WORK INSTRUCTIONS: Collect every line below that contains the word "green" and copy each of those lines in full.

SUPPLIED RECORDS:
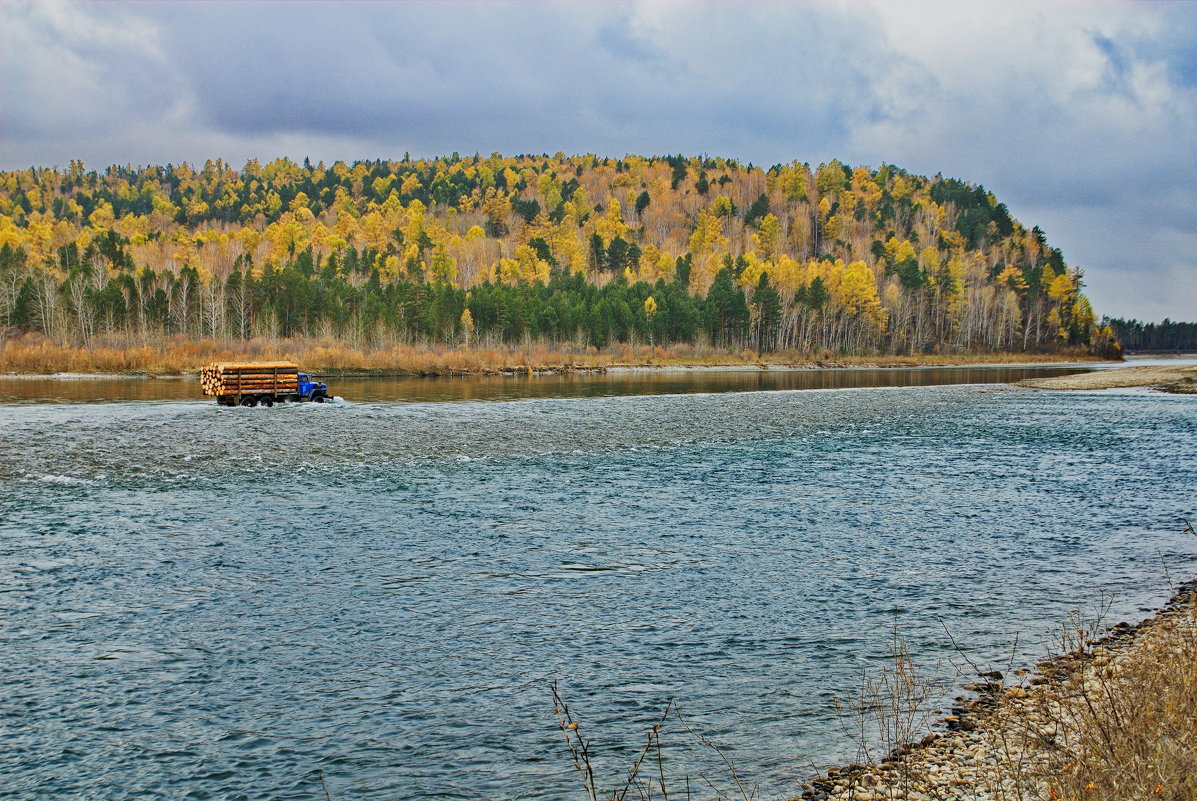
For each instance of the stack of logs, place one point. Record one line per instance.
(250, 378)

...

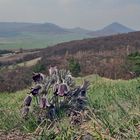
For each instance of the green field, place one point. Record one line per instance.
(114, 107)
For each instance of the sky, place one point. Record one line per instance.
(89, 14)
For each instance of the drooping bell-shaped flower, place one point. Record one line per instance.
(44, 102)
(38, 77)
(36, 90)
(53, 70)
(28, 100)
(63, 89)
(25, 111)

==

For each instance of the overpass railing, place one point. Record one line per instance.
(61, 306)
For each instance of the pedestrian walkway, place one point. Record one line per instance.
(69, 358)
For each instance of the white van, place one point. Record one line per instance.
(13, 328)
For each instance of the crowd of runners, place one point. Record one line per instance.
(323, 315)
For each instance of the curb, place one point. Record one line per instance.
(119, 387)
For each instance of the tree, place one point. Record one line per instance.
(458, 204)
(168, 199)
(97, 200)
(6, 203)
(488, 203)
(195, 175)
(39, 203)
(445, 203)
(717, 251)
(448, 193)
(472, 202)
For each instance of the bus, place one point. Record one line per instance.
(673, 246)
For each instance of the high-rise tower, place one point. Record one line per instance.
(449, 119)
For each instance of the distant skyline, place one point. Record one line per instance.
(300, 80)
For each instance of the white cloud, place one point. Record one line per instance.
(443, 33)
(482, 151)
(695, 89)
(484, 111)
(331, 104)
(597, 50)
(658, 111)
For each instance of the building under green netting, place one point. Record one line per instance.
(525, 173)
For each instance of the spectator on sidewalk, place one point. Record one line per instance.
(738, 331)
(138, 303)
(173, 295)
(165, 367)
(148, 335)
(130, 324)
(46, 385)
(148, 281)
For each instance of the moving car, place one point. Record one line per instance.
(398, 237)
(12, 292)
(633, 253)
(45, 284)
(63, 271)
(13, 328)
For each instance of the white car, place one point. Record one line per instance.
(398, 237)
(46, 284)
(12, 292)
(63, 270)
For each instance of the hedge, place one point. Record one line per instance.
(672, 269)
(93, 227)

COMPLETE OUTPUT:
For each instance of the green field, place one point. Record one line per instance.
For each instance of the building under green netting, place one point. Record one line per instance.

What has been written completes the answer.